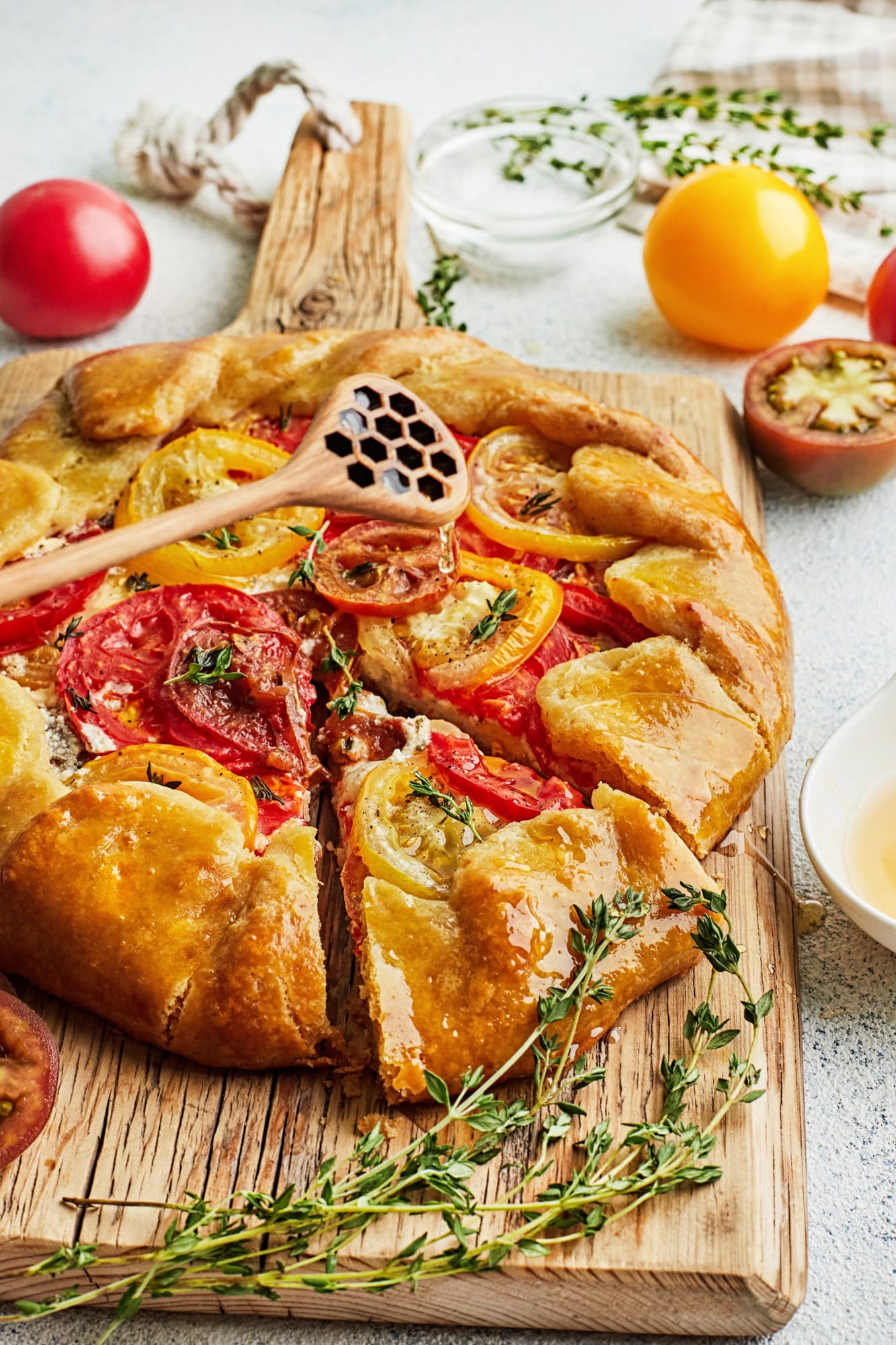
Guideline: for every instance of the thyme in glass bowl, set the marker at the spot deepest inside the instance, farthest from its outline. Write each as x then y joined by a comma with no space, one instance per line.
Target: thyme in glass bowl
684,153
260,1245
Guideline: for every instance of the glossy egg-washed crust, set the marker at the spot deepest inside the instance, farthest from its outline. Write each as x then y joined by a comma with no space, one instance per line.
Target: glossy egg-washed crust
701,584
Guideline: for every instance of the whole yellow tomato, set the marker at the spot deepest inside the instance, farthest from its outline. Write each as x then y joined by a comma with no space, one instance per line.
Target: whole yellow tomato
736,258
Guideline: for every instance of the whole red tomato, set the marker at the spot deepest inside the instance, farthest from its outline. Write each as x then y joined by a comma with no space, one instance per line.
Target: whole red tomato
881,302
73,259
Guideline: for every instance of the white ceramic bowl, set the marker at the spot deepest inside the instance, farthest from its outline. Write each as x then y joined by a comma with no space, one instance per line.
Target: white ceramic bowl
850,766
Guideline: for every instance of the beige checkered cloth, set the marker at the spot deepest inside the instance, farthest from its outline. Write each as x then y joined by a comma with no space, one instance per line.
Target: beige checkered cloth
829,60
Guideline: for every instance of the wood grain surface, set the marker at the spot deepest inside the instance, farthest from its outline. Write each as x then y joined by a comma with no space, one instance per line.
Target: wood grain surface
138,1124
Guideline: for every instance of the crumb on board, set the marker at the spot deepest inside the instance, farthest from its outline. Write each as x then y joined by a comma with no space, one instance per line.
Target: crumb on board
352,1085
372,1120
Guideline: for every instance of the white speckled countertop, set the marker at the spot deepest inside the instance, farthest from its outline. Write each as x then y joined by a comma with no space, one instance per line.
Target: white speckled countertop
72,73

■ ■ ■ ■ ■

__Stated task__
Express the records above as a JSON list of strings with one string per line. Skip blank lines and leave the pictures out.

__Output below__
[
  "Guideline: for every instance of the thyme in glass bowl, set the marker at the spot deepest inside the instance, farthest from its outline. Write each as x then y joined by a comma with no space, one instance per line.",
  "Target: thyme in glass bowl",
  "684,153",
  "260,1245",
  "Guideline: for every instance of the glossy egg-washed crust, set the marker at the spot deepest inside the instance, farthest from its outline. Write each as x then y joined by a comma with no space, one instance per line.",
  "Target: glossy egg-washed crust",
  "701,584",
  "Guideline: for every instance of the whole yellow tomato, set the marker at the spot deepest inside the instance, farthest from its outline. Write each as x then y joined by a comma with no space, one instance per line.",
  "Target: whole yellow tomato",
  "736,258",
  "Guideline: for every instance of the whole red tomato, set the marker at the spot deepest inside the instance, farthest from its outline. Write each as x then y joined by a comma with no space, one instance per line.",
  "Target: whole red tomato",
  "881,302",
  "73,259",
  "Guideline: for every instance of the white ceramic bowl, set the marker at the spot deepest inside the instance, farthest from its outline. Write each as x then y joined by a comma with no space, one instance per line.",
  "Target: white ceramic bowl",
  "850,766",
  "Guideline: for every instance of the beige checkered cloth, set the marker at the spot deepest inside the instance, farthest from its outline. Write each as x then y joined by a comma with no space, one instance per line.",
  "Target: beige checkered cloth",
  "829,60",
  "Guideline: for every instance of the wood grain surface, set the marker at the spot deepest inside the instance, farthest from its outline. Write each as x then y joined by a comma with no space, one instance per line.",
  "Target: wood grain surface",
  "138,1124",
  "Guideline: for every instance of the crumb on board, set the marker at the spot deepest inside the instance, farthest from its outline. Write each as x then y joined by a comma with no space, one instance per line.",
  "Target: crumb on board",
  "352,1085",
  "372,1120",
  "Guideline: for every instance of the white speckled countertop, set the marker at the spot deepest inside the instance, farthest from its outline. Write each as x then y joined by a comma with no space, one instance per line.",
  "Target: white speckled countertop",
  "72,73"
]